# 1957 Holsclaw trailer rollers?



## Mas (Aug 23, 2015)

Hi,

I'm restoring my 1957 Holsclaw trailer and I am finding difficulty finding replacement rollers. Apparently Holsclaw did not use universal sizes?? The roller I'm trying to replace measures 3" diameter, 5" length, 3/4" bore size and gray in color.

Does anybody have any leads for a new or used replacement?

Mas


----------



## richg99 (Aug 23, 2015)

You may have to cut some down. I'd call etrailer and/or Overtons. richg99


----------



## lucescoflathead (Aug 24, 2015)

I bought a roller that was about 10 inches long at Bass Pro Shop in Myrtle Beach. I cut it into the pieces needed for the trailer. I used a band saw and cut right through it. Hope this helps.


----------



## Mas (Aug 24, 2015)

The issue I'm having is the shaft bore size of mine is 3/4"...not the standard 1/2".

Do you remember what size was the one you got at Bass Pro?

Mas


----------



## richg99 (Aug 24, 2015)

If you cannot find a match....can you.

#1 change out the shafts to 1/2 inch? You might have to add a bushing on either end to fit the supports, assuming the supports are welded on and cannot be changed out. I've slid some PVC or other pipe over various shafts to make them larger.

#2 take a spade bit and drill press and drill a 1/2 inch roller out ?

I'd also check Grainger or other suppliers. You may find that the size you need was used for a conveyor system.


----------



## bobberboy (Aug 25, 2015)

■ **SOURCE DATA**

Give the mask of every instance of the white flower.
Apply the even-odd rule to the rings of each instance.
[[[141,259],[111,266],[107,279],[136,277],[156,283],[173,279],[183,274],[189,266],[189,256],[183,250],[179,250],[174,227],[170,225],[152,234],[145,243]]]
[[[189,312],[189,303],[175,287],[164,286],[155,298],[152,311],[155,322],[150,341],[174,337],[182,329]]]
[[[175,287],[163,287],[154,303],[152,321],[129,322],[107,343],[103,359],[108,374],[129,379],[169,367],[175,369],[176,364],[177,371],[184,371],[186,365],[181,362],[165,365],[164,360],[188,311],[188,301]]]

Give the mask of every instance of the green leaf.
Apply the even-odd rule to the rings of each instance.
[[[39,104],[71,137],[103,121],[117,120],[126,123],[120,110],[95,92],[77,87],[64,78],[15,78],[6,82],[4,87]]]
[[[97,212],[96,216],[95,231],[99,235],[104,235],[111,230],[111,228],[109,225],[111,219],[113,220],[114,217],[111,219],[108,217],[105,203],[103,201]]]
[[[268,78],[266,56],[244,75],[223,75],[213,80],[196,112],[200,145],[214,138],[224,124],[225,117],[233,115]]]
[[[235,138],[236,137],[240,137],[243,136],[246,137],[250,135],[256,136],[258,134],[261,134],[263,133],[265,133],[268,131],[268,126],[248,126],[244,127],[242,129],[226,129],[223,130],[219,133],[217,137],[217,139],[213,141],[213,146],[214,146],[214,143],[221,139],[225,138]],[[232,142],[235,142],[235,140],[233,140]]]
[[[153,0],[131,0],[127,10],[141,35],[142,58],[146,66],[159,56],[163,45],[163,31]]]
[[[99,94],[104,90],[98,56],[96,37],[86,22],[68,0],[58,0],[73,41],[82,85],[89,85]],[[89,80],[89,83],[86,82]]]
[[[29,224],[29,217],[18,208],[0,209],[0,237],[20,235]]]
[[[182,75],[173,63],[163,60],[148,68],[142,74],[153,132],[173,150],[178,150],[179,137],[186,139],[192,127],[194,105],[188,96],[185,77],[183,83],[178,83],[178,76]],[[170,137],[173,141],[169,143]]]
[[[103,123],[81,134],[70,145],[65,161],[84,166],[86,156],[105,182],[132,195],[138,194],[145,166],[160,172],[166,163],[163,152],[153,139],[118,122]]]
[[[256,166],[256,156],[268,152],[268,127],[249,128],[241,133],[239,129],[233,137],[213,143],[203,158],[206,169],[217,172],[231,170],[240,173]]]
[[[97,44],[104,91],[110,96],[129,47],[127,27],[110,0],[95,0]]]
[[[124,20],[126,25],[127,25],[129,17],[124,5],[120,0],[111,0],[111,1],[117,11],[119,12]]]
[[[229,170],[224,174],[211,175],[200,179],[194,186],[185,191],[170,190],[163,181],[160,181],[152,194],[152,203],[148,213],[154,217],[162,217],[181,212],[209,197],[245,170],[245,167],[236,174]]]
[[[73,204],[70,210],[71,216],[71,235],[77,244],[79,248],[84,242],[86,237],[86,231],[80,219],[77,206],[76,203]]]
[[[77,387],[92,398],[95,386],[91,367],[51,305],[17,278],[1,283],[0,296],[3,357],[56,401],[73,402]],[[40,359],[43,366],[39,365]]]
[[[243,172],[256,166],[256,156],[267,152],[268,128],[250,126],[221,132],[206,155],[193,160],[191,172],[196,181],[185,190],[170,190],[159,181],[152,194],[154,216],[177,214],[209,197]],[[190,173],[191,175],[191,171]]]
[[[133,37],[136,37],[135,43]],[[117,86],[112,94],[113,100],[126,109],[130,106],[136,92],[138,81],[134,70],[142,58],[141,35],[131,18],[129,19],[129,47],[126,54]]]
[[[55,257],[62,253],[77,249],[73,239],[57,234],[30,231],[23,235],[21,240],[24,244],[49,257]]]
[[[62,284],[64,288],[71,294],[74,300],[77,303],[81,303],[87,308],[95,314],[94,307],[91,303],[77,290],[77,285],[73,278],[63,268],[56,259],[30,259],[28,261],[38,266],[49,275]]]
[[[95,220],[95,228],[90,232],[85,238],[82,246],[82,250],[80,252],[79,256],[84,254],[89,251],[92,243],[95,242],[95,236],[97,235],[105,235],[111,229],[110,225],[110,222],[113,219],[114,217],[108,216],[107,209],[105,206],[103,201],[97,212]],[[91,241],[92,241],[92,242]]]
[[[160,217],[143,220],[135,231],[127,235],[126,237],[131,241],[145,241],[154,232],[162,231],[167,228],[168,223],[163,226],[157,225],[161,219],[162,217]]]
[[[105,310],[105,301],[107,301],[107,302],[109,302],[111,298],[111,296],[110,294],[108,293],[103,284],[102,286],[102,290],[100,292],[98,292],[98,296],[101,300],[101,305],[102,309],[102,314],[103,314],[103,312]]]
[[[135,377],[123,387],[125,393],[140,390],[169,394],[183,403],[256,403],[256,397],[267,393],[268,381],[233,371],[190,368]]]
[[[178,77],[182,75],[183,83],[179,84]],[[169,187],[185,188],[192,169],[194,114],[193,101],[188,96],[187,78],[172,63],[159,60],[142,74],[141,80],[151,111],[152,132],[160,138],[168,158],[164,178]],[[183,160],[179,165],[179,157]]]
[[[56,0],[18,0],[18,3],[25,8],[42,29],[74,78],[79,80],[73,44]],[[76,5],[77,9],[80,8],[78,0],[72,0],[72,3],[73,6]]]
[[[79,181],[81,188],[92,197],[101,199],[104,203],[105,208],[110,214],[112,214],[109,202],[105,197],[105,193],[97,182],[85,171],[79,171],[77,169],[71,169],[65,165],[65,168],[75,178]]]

■ **DIRECTIVE 1**
Pull out each line of the listing that contains the string "mask".
■ **DIRECTIVE 2**
Resume the thread about the 1957 Holsclaw trailer rollers after its final line.
The forum thread and the listing come from unrelated sources.

■ **WRITTEN REPLY 1**
Give the mask of every instance of the white flower.
Give the mask of every instance of the green leaf.

■ **WRITTEN REPLY 2**
There's a guy here in the Twin Cities area with one for sale. If you reply to the ad he might have some info for you regarding parts.

https://minneapolis.craigslist.org/ram/boa/5168748832.html


----------



## Mas (Aug 25, 2015)

Thanks for the tips! This what I have and what I'm looking for. I'm not really able to change the shaft of the rollers unless I totally change the entire set-up. As you can see, the roller shafts are welded to the adjustable brackets...and I've aready got everything powdercoated. I'm really trying for an original restoration. My trailer is 1957, and I'm finding that a few years latter Holsclaw changed the set-up. So I might be looking for originals of a very specific time-span.


----------



## Mas (Sep 19, 2015)

Thank you for the help guys....luckily I was able to locate an original replacement roller for my trailer  . I still have not finished the trailer yet, but it is almost done!

I'll send a pic when done.

Happy Boating,

M


----------



## richg99 (Sep 19, 2015)

Good news for you. Thanks for posting.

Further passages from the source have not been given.